[Coordinate annotation entries]
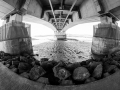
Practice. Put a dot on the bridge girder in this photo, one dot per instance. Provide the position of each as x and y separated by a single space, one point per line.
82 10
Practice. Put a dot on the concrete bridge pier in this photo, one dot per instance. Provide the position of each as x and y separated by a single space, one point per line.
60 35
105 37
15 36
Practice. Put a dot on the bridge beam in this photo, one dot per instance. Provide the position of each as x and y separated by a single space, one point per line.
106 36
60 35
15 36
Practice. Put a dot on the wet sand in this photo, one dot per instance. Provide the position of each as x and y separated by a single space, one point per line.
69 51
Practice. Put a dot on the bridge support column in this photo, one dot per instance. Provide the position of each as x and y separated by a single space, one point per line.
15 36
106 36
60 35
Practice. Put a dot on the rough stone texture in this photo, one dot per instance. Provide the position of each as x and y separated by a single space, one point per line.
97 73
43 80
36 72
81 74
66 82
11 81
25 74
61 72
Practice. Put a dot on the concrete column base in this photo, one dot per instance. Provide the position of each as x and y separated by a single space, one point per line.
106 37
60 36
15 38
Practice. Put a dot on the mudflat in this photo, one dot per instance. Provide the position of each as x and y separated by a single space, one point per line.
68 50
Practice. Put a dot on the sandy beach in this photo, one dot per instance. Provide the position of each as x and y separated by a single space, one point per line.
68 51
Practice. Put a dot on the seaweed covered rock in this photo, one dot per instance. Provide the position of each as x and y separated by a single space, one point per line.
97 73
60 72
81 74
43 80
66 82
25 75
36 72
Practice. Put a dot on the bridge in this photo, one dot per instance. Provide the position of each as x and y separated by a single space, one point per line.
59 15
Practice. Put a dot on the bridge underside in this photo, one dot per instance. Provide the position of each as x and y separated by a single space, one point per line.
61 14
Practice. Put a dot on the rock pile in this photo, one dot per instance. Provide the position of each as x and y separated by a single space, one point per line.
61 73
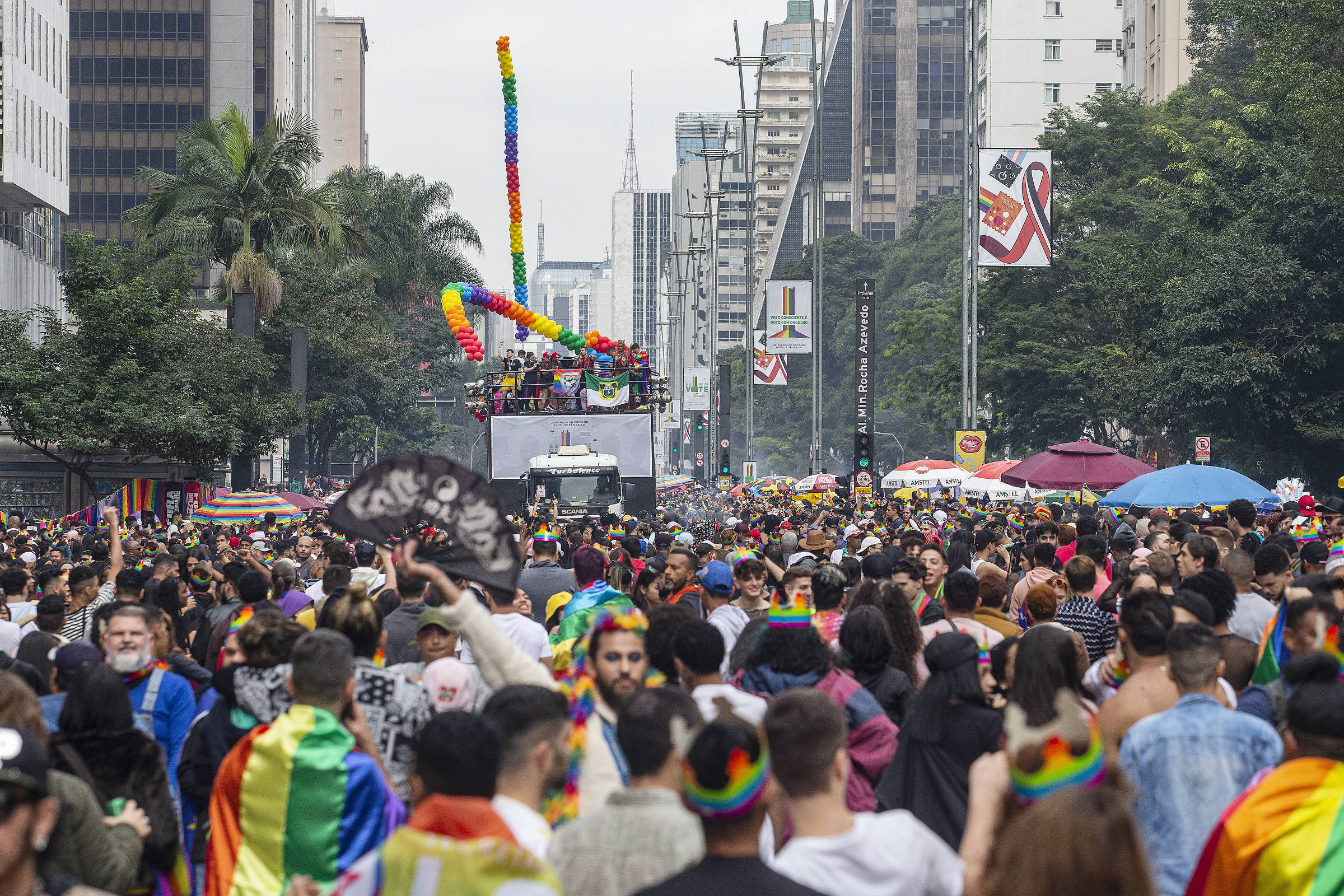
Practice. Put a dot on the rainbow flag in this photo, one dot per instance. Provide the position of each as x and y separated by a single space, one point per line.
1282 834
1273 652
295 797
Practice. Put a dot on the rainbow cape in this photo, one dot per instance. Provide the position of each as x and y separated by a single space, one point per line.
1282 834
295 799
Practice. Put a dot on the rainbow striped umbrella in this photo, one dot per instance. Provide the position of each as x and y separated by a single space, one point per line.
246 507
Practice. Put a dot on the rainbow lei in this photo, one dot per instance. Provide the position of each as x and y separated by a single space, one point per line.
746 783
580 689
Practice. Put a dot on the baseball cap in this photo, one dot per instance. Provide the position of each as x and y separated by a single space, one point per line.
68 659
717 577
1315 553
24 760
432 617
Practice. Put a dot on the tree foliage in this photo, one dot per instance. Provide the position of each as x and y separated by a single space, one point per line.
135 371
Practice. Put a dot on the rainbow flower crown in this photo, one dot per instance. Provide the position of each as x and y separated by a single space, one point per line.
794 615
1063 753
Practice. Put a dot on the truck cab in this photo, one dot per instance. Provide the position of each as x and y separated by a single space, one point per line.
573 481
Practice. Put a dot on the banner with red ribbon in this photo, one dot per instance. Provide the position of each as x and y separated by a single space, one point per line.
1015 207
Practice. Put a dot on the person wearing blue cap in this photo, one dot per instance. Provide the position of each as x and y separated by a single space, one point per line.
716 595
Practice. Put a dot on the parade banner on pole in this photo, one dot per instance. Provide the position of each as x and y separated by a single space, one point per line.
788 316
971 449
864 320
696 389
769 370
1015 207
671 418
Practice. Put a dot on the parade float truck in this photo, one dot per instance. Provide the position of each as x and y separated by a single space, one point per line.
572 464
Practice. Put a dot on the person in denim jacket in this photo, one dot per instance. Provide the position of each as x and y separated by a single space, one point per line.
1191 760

**Task brief**
Return all of the entries word for word, but omit the pictures.

**Written solution**
Practice. Put a dot on the bridge girder in this photo, one dot per instance. Provide the position of each as x and y separated by a single space, one point per line.
82 10
Practice. Put a dot on the concrete bridge pier in this photo, one dot per instance. Provide the position of each as x and y separated by a single space, one point per line.
60 35
105 37
15 36
Practice. Put a dot on the bridge beam in this photo, one dot per instance. Provide the position of each as x and y separated by a single space, one point per line.
106 36
60 35
15 36
Practice. Put a dot on the wet sand in this photo, one dot per instance. Provide the position of each as x and y separated by a single space, one point per line.
69 51
Practice. Put a dot on the bridge support column in this photo, one dot per instance. Provide the position of each as x and y separated by a single space, one point per line.
15 36
106 36
60 35
Practice. Put a dot on the rough stone texture in this photo, one dot per instance. Provide the position of each as x and y separated by a single space, one point per line.
97 73
43 80
36 72
81 74
66 82
11 81
25 74
61 72
Practice. Put a dot on the concrete column base in this photo, one dot per instance. Provide the position of each as x and y separated by a single space, one point per line.
106 37
60 36
15 38
Practice. Put a dot on the mudflat in this photo, one dot per instance. Provide the position of each as x and y separated by a single space, one point per line.
68 50
Practice. Put a dot on the sandy beach in this photo, one dot per instance. Provide the position of each as x and y separated by a single space, one point per line.
68 51
Practice. Put a dot on the seaweed covered rock in this photo, one dot per instance. Provide the position of each as x and y separated by a single space, one point per line.
97 73
60 72
81 74
43 80
66 82
25 75
36 72
Practice. Put a dot on the bridge in this photo, one dot per instance. Provide the position of each as x and y separated by a single space, one point per line.
59 15
Practice. Put a dot on the bridge underside in this photo, one dot per instance. Provide the position of each as x and y separated by a single space, one point per line.
61 14
Practice. Put a dot on the rock pile in this photo, one dot per instance. Provide the position of each as x and y separated by a single space, one point per line.
61 73
Practice. Put a dot on the rainbow flag in this photo, one dot per instance. Provide the position of each as x and y separated by a single space, one point per line.
1282 834
1273 652
295 797
Practice. Put a dot on the rainbow cape in this photo, one dot per instance. Provide the position of each as x and y separated by a single space, one point per line.
1282 834
295 799
Practice. Put a dot on the rainbow striped umbrella in this photo, one dot per instance. Provide the position of each as x and y separated by a single space, one point per line.
246 507
Practice. Put a dot on the rainbow lei in this photo, one dot per instance. Provide the position of each as x and y separated by a single space, one point per line.
746 783
580 689
Practice. Put a dot on the baseball cap in this photo, one dot per instance. Provide the position of each as x and y separated by a single space, one point per line.
68 659
717 577
1315 553
24 760
432 617
Practice. Put a dot on the tree foliage in this photo, one dot per instance. Provide the position of each as x and y separated by a single space, one point per line.
135 371
Practice. Put a dot on the rainbow flower crown in this photo, one dot per instance. Provide the position of each as x and y separated by a single space, one point per line.
794 615
1063 753
Practice. Put a dot on the truck cab in this photo, one dot per instance. Provide the position of each as x and y separated by a single space, one point per line.
573 481
Practice. Put a dot on the banner with red ribbon in this photo, one dot per instance. Provide the position of each as x and y separated by a single space, one point per line.
1015 207
Practice. Put a dot on the person wearing blue cap in this photo, one dot per instance. Provide the position of each as x and y separated by a single space, one point per line.
716 595
Practice. Put a dot on the parade banner on pole in this photo, one dot per instance. Provide the position of each as x and y separated by a single space, one point per line.
788 316
971 449
864 320
696 389
769 370
1015 207
671 418
Practice. Put a dot on the parade float truck in this photo, one dot per instance. Provide the position of each as x and y separated by a single space, one point per line.
572 464
Practice. Put a dot on the person in denim jacket in this photo, one dot per instance. Provide the position of each as x and y separated by a single space, one point per line.
1191 760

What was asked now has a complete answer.